*EXERCISE TEXT:*
•••••

On Wednesday, the United Nations Security Council concluded its open debate with a Presidential Statement that formally recognized the link between climate change and the maintenance of international peace and security.
The move lays a foundation for future work on the issue and demonstrates growing concern about the potential for climate change to exacerbate existing conflicts and spark new ones as people are increasingly forced to compete for scarce resources, like food, water, and habitable land.
The outcome clearly marks a shift in the way we think about the realities of life in a warming world, but there is still disagreement over what concrete action the Security Council should now take.
As a representative of the countries who led this initiative, I would like to elaborate on why we are so serious about this issue and on the details of our proposal.
For Pacific island nations, the security implications of climate change are not hypothetical. Right now, prolonged droughts are depleting our limited fresh water supplies and killing our crops; ocean acidification is degrading the coral reefs and fisheries many of us depend on for food and survival; and coastal flooding is ruining our agricultural land.
What's worse, sea level rise has already forced communities in Papua New Guinea and the Solomon Islands to evacuate their homes for higher ground, while Tuvalu, Kiribati, and the Marshall Islands could vanish entirely by the end of the century.
The changes have heightened competition for resources in a region where they are scarce even in the best of times and could foreshadow life in a world with 10 billion mouths to feed and not enough food and water to go around.

•••••

*EXERCISE INSTRUCTIONS:*
List every country named in the climate and security text.

*DATA SHOWN:*
•••••

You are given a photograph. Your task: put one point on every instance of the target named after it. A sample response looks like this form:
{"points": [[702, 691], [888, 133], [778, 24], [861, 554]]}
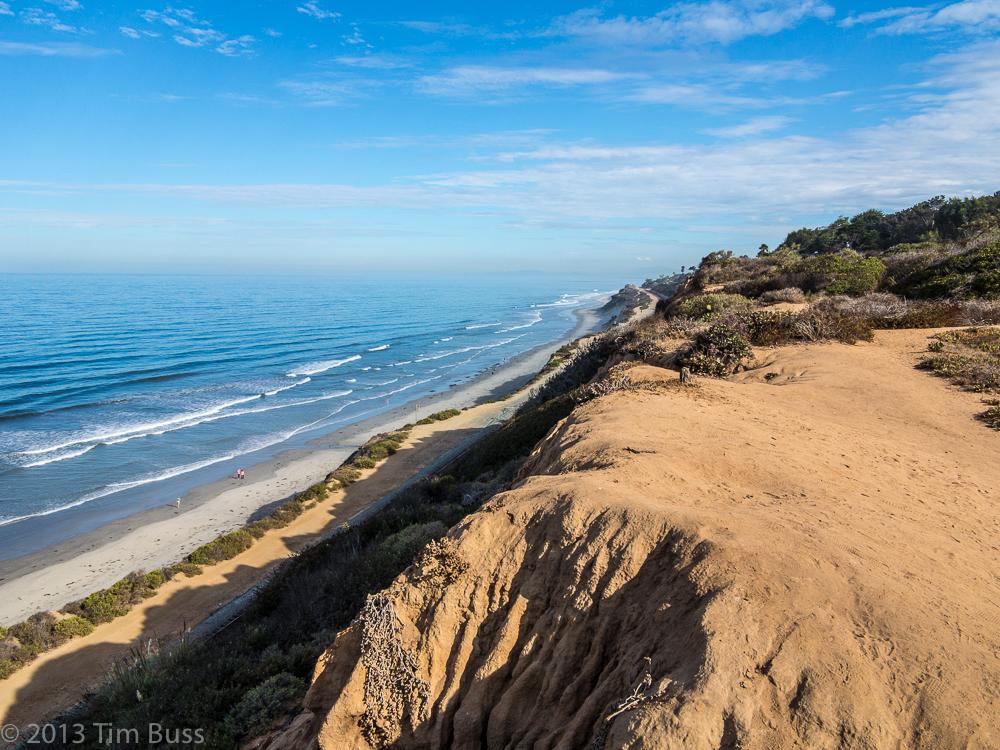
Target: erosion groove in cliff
{"points": [[740, 564]]}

•••••

*RESPONSE AREA:*
Papua New Guinea, the Solomon Islands, Tuvalu, Kiribati, the Marshall Islands